**** Information supplied
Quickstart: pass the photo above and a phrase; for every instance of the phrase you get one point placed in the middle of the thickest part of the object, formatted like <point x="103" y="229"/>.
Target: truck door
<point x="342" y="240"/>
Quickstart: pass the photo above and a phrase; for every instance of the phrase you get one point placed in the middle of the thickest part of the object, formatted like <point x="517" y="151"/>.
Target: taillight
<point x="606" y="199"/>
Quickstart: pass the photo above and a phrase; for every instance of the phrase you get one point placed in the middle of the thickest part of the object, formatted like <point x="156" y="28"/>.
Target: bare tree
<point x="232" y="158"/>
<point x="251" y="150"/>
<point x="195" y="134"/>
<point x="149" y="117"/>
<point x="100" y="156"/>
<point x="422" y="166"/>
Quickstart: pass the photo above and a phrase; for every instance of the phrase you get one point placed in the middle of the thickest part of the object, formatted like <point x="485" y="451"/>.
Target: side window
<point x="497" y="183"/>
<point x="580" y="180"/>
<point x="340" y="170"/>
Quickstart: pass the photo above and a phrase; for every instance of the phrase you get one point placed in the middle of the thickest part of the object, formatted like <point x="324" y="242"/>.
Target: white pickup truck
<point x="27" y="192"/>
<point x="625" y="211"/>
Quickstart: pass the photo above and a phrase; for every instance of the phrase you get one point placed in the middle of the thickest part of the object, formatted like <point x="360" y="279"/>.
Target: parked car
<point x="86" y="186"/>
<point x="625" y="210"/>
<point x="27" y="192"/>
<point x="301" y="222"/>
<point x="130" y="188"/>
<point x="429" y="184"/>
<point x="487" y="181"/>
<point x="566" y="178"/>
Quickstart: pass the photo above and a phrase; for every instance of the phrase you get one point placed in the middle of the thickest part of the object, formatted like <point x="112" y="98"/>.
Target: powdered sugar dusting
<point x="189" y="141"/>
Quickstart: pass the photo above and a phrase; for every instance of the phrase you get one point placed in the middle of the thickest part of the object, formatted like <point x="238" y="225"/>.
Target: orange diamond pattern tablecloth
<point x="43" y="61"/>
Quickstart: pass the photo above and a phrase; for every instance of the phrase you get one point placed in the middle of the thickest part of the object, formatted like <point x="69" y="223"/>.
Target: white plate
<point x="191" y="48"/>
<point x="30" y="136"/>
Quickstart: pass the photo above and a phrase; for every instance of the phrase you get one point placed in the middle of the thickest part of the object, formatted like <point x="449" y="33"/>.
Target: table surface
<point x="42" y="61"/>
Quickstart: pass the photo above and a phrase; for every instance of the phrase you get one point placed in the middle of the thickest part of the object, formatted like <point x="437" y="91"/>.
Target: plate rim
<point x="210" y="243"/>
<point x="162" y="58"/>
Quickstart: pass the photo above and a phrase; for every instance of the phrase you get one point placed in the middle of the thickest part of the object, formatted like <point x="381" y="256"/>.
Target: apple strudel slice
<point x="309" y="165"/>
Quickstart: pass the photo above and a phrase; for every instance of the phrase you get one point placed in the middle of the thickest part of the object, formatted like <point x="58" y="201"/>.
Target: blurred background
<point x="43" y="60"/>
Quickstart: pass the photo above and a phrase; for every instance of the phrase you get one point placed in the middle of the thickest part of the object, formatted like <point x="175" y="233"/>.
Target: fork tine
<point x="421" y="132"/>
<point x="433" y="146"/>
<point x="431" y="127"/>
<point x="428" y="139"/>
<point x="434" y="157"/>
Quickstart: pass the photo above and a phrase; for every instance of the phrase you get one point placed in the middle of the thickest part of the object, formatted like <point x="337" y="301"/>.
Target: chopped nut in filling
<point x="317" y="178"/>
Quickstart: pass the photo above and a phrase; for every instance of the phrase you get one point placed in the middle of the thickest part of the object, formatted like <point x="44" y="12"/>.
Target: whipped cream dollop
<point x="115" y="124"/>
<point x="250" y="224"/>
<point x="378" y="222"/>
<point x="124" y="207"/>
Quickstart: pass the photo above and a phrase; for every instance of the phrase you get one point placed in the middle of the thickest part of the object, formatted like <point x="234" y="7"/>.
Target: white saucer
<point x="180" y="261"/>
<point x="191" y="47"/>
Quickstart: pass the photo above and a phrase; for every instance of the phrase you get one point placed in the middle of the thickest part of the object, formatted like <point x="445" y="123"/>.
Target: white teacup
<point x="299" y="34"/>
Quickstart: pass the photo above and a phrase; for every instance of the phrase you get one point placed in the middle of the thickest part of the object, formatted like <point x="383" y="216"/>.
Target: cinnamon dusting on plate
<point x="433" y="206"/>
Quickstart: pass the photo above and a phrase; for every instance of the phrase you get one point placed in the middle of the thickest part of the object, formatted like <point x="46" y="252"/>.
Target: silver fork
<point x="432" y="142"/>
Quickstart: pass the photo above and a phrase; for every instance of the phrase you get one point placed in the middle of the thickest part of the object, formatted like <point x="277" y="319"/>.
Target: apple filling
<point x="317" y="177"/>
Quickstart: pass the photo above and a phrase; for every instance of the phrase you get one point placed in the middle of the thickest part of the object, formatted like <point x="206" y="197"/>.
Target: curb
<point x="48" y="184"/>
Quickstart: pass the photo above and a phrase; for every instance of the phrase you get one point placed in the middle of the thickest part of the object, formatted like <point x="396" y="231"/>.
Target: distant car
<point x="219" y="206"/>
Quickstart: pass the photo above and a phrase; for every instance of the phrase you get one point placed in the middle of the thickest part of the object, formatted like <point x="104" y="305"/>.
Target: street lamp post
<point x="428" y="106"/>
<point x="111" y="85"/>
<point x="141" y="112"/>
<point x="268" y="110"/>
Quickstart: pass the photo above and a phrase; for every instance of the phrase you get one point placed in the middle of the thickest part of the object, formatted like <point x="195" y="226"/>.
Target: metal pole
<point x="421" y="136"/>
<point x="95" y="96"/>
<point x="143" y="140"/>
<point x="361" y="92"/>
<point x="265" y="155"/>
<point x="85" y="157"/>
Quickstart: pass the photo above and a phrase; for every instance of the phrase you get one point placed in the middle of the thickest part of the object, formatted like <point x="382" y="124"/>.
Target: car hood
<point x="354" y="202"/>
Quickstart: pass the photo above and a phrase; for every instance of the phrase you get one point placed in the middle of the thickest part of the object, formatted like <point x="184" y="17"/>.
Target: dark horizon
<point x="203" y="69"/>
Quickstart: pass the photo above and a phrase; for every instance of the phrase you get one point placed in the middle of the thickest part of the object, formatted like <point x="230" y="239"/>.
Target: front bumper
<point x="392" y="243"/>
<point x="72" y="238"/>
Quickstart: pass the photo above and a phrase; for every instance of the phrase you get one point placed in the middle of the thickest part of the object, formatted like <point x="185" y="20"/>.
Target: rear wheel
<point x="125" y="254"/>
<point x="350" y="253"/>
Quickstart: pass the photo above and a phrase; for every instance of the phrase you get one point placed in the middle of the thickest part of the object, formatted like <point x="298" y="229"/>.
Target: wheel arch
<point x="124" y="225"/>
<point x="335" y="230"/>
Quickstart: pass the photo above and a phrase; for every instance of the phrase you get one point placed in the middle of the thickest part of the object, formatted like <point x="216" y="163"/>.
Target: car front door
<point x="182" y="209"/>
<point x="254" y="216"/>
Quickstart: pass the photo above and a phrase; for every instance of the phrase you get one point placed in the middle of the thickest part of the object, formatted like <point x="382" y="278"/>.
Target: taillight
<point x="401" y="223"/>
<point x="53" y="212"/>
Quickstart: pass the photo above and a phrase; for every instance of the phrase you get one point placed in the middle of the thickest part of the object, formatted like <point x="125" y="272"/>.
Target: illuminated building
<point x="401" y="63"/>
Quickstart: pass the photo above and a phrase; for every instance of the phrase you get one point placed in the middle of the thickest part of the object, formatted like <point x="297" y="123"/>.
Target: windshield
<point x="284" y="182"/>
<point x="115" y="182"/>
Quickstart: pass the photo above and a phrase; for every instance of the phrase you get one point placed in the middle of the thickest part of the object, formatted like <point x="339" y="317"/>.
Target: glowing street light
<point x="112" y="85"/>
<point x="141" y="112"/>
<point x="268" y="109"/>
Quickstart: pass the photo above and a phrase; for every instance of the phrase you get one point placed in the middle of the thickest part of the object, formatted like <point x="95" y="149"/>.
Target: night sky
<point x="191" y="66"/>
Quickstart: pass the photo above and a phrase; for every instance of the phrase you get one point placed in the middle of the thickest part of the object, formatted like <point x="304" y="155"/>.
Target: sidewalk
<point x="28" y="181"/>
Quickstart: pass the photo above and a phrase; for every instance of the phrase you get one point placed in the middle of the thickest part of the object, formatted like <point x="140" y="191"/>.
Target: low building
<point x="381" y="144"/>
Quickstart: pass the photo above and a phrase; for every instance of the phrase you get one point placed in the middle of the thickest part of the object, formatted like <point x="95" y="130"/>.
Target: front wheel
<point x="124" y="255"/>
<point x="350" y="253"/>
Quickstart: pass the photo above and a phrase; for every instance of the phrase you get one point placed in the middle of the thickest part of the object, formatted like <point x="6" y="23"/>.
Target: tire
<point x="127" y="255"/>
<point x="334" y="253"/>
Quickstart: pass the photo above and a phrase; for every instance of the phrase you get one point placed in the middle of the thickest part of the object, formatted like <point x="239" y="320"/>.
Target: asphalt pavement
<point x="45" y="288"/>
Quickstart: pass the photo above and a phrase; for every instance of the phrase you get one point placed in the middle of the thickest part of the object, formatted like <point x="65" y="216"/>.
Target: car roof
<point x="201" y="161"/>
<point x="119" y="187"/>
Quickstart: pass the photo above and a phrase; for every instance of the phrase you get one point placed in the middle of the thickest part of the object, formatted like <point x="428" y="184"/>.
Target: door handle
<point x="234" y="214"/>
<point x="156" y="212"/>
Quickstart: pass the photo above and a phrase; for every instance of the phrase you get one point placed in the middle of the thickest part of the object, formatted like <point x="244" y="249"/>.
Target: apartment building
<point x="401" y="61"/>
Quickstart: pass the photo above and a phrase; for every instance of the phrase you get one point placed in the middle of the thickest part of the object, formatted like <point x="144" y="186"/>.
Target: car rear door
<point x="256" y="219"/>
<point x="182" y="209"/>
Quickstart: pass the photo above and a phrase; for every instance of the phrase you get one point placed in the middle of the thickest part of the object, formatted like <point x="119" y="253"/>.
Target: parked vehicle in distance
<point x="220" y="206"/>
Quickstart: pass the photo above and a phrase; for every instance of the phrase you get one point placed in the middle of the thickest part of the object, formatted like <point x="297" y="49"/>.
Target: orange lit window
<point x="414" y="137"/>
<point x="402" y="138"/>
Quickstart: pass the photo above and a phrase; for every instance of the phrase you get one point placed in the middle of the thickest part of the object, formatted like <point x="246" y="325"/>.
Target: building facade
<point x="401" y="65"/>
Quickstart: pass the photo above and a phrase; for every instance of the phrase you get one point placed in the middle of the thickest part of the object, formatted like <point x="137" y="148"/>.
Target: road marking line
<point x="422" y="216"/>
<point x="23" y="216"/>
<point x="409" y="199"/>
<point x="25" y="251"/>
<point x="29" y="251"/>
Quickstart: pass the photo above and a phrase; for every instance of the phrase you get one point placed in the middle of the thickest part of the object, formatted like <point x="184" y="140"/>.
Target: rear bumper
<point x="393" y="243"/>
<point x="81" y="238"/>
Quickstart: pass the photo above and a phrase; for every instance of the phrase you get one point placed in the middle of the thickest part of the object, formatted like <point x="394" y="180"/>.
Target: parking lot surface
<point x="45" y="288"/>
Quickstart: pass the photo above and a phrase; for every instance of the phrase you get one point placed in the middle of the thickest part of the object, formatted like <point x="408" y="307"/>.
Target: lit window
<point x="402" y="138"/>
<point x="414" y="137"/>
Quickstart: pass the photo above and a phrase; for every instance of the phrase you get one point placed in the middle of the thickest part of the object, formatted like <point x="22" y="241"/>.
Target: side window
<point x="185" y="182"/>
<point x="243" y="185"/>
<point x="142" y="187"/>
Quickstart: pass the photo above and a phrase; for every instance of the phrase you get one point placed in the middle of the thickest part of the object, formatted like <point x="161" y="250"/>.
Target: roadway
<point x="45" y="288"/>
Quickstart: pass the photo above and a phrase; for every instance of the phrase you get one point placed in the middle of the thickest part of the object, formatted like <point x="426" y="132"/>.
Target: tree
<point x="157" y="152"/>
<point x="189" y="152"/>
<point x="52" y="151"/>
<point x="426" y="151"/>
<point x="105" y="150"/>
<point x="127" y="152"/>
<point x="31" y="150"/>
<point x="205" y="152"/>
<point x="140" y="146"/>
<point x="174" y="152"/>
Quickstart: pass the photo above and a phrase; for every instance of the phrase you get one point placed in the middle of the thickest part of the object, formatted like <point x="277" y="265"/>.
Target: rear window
********
» Written exercise
Please pull out every line above that contains the string "dusting", treating uppercase and lowercase as different.

» Result of this exercise
Target: powdered sugar dusting
Target: cinnamon dusting on plate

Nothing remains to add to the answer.